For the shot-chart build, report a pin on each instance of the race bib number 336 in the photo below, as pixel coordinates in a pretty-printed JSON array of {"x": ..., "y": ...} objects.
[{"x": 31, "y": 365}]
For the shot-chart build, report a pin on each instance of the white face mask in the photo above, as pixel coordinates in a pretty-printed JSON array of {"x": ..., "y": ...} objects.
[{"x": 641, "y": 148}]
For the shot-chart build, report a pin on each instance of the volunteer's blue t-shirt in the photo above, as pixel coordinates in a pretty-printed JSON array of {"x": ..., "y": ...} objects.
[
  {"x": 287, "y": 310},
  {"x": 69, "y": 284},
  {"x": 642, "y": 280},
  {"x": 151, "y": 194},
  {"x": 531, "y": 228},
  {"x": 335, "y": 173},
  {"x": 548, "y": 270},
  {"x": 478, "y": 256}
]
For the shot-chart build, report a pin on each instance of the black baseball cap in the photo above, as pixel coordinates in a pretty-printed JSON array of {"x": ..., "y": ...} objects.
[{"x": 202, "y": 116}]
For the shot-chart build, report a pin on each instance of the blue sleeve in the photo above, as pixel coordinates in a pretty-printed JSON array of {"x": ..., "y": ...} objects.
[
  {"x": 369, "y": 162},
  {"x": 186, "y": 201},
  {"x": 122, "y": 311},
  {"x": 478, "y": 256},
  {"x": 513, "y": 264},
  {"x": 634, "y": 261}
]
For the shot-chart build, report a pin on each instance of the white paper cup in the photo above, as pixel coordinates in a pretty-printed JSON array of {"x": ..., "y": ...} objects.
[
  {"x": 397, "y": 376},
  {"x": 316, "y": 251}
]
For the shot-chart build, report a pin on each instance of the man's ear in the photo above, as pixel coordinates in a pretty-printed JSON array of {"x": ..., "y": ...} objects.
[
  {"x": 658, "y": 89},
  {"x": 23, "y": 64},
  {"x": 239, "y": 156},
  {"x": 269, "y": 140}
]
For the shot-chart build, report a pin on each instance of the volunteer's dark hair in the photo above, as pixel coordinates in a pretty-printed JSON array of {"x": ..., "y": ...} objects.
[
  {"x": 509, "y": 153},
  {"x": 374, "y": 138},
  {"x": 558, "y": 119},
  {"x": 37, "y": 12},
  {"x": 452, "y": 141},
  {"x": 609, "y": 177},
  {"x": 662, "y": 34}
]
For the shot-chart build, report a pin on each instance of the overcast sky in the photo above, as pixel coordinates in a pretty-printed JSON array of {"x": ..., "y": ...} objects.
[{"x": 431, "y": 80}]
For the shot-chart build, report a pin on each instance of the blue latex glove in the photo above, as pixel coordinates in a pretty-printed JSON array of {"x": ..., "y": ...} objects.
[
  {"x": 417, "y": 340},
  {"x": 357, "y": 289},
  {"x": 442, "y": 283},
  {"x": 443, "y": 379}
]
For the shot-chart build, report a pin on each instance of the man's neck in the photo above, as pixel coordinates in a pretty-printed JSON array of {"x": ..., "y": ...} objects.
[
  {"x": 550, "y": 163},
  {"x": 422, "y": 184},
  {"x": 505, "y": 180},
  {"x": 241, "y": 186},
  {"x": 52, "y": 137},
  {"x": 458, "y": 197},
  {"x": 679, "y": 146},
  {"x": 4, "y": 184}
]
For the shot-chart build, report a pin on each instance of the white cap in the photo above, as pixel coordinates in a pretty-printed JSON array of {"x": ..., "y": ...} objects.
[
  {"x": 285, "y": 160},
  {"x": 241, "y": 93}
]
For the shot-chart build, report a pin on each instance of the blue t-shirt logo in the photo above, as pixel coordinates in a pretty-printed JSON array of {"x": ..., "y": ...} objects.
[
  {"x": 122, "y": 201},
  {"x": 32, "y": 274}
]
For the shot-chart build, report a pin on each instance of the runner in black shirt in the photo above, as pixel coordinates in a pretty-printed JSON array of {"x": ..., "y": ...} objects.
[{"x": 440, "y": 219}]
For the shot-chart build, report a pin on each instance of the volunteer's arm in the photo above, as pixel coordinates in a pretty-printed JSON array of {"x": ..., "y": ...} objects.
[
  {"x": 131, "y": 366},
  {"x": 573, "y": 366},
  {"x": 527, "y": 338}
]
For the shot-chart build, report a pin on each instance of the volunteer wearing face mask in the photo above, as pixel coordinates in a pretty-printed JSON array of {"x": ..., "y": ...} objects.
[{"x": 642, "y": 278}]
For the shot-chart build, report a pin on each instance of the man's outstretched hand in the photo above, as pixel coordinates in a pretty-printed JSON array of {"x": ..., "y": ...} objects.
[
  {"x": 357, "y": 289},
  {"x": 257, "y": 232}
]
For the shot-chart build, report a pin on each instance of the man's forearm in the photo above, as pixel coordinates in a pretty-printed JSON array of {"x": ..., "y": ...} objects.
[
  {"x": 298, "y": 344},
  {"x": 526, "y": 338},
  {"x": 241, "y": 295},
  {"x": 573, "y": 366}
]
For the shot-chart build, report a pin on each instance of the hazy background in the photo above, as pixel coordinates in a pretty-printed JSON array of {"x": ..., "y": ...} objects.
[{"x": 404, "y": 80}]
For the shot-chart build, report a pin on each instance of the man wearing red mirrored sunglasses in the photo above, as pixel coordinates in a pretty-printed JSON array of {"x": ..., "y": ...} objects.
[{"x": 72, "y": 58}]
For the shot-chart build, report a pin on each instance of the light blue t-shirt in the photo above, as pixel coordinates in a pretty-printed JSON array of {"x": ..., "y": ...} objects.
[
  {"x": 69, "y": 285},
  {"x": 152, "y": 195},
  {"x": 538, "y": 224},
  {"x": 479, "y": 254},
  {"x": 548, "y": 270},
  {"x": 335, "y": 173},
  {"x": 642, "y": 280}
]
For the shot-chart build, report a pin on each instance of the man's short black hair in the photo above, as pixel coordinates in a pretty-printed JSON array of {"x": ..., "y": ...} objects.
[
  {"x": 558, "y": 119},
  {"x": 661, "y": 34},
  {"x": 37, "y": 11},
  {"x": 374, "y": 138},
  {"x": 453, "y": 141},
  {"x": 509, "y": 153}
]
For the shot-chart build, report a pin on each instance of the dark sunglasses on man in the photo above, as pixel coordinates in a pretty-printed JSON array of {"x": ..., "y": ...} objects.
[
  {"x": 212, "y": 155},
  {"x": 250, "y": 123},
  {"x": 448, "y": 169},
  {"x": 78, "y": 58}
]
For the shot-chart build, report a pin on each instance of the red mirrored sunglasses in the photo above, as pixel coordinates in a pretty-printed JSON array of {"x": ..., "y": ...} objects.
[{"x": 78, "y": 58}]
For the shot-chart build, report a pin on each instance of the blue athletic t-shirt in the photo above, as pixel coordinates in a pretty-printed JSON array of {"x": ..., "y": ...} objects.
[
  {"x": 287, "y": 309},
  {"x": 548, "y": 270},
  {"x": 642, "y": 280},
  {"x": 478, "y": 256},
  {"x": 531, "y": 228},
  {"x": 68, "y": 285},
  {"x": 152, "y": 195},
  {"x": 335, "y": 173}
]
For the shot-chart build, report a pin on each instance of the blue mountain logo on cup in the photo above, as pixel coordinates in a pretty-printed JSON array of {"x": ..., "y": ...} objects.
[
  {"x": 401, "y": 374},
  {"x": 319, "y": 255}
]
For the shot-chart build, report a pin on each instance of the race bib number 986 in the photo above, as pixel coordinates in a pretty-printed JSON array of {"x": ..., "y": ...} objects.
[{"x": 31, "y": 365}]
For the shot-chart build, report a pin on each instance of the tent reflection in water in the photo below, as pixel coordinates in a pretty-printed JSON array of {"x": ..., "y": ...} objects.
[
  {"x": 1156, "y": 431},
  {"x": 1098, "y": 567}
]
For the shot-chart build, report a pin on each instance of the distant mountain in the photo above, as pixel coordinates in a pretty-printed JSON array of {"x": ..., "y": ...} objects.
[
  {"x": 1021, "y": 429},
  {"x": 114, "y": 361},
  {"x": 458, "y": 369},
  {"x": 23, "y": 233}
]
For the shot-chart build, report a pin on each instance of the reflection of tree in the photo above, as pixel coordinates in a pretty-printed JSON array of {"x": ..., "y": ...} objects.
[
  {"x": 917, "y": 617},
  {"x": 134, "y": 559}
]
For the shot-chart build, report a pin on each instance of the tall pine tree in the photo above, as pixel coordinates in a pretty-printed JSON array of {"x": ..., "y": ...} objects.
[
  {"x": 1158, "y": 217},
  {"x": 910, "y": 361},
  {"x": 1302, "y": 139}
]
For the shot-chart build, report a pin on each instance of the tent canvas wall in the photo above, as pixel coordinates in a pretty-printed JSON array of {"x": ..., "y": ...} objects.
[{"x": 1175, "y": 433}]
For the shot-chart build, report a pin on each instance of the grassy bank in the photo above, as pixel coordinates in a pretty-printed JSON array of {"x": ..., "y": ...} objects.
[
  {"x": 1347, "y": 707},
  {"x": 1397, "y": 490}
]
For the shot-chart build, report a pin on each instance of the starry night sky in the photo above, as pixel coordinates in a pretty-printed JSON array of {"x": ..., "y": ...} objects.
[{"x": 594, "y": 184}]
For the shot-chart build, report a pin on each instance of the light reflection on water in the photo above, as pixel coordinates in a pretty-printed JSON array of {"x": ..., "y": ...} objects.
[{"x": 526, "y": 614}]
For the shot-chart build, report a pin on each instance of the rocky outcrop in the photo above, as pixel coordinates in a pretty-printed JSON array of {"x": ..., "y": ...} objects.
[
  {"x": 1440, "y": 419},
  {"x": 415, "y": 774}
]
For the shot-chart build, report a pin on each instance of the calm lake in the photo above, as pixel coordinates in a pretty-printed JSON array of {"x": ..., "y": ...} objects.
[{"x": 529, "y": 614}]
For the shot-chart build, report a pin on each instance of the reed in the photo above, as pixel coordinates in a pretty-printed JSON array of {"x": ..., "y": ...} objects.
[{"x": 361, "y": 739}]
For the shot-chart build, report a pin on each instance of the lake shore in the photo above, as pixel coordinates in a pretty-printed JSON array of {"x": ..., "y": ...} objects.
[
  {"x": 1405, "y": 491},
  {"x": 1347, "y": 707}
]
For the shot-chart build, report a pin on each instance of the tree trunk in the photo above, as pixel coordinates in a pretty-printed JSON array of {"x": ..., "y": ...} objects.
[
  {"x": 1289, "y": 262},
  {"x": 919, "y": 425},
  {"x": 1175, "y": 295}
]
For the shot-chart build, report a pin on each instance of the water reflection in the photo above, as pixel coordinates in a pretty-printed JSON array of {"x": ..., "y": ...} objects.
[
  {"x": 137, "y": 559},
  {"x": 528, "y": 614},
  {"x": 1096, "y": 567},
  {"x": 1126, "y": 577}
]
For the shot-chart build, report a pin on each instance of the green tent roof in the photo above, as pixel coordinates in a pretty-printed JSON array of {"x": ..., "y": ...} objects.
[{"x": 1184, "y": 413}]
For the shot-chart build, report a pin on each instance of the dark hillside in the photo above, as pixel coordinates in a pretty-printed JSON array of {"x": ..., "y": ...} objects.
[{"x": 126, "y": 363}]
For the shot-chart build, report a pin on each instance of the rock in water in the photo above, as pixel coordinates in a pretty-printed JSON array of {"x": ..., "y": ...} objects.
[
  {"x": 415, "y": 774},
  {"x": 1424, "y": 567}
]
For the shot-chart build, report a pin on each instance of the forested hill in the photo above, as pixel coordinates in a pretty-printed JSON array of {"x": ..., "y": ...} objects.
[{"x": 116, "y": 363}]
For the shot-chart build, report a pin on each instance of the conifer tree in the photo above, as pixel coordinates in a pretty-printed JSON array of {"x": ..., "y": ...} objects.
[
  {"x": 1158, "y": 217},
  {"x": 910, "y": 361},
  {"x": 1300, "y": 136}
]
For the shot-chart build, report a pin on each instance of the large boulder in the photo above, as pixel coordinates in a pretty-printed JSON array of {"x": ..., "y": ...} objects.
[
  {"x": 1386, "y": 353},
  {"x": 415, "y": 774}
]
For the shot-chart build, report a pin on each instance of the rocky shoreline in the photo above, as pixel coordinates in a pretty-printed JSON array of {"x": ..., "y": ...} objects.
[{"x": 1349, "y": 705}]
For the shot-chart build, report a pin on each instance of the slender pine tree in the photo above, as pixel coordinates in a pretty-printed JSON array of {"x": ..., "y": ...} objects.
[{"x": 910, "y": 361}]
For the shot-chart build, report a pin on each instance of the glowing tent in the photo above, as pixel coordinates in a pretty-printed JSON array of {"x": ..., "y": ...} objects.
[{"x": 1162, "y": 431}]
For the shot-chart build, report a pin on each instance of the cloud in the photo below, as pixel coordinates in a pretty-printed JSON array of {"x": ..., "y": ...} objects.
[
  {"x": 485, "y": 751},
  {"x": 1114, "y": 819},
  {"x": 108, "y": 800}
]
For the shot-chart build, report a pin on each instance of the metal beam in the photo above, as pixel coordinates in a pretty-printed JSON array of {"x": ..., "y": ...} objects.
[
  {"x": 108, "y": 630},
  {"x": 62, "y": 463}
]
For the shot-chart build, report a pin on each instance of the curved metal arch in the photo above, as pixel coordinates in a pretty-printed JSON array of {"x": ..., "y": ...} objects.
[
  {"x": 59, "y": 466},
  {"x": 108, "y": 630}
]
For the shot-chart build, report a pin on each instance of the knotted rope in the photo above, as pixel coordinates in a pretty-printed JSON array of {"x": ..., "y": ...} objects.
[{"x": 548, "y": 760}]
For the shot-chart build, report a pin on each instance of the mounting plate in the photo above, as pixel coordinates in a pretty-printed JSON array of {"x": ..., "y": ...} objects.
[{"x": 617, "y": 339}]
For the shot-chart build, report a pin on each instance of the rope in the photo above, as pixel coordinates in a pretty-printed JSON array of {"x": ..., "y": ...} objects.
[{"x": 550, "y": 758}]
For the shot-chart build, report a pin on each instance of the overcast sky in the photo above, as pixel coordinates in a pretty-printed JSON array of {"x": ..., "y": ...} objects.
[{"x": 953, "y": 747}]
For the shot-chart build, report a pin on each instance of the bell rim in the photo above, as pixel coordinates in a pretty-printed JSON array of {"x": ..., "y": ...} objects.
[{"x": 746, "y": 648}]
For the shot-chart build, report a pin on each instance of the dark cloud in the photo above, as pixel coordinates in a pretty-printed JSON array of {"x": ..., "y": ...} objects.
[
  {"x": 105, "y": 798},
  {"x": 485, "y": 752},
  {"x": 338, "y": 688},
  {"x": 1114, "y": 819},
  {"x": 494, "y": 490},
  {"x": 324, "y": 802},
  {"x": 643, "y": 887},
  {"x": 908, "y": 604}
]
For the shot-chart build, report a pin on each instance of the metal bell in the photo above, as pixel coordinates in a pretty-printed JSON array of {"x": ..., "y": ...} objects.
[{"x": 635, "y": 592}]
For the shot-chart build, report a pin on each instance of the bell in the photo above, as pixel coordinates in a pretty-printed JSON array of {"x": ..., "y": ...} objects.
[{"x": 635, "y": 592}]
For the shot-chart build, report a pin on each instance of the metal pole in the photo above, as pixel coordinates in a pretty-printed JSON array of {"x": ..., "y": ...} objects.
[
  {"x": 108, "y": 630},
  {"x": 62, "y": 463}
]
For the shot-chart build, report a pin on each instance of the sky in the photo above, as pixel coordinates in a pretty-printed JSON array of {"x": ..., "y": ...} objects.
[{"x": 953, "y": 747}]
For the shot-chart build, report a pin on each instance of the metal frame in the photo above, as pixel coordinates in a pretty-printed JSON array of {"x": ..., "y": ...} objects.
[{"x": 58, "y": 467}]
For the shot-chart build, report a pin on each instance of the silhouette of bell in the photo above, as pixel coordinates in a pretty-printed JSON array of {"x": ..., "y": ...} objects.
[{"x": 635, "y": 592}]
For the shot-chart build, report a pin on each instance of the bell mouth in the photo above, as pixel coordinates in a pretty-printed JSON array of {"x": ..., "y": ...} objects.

SHORT PROBLEM
Quote verbatim the line containing "the bell rim" and every line after it through the end of the records above.

CORRECT ANSWER
For the shot-chart build, report a pin on each instance of the bell rim in the photo above, as pixel coordinates in a pretty-printed JSON array of {"x": ..., "y": ...} objects.
[{"x": 746, "y": 648}]
For the shot-chart build, report a pin on each instance of the dark cloud in the photo above, as pixel coordinates in a pretty-printed JSON array of {"x": ..., "y": ...} objects.
[
  {"x": 105, "y": 798},
  {"x": 485, "y": 752},
  {"x": 338, "y": 688},
  {"x": 1114, "y": 819},
  {"x": 494, "y": 490},
  {"x": 324, "y": 802},
  {"x": 643, "y": 887},
  {"x": 908, "y": 604}
]
For the shot-chart build, report a pin on each instance of the metal bell in the photo above, as pixel coordinates in a pretty-printed JSON array of {"x": ..., "y": ...} objects.
[{"x": 635, "y": 592}]
For the shot-chart build, report a pin on each instance of the bell in the photo above, as pixel coordinates in a pretty-printed JSON array of {"x": ..., "y": ...} objects.
[{"x": 635, "y": 592}]
For the shot-chart build, report a pin on each instance of the metal pole in the photo above, as pixel coordinates in a pretty-printed JSON array of {"x": ..., "y": ...} objects.
[
  {"x": 108, "y": 630},
  {"x": 62, "y": 463}
]
For the shot-chart build, report a pin on each instance of the sky in the photo above, as pixel coordinates in a pretty-printed JSON array of {"x": ..., "y": ...} objects.
[{"x": 953, "y": 747}]
For the shot-chart build, report a pin on each instance of the metal frame in the photo above, as pixel coordinates in a pretty-printed JSON array of {"x": ..., "y": ...} objects.
[{"x": 58, "y": 467}]
For the shot-chart build, report a pin on each instance of the silhouette of bell in the photo above, as pixel coordinates in a pretty-printed JSON array of {"x": ..., "y": ...} objects.
[{"x": 635, "y": 592}]
For the shot-chart build, report a pin on each instance of the bell mouth in the photo above, as pixel coordinates in a pretty-printed JSON array of {"x": ..., "y": ...} objects.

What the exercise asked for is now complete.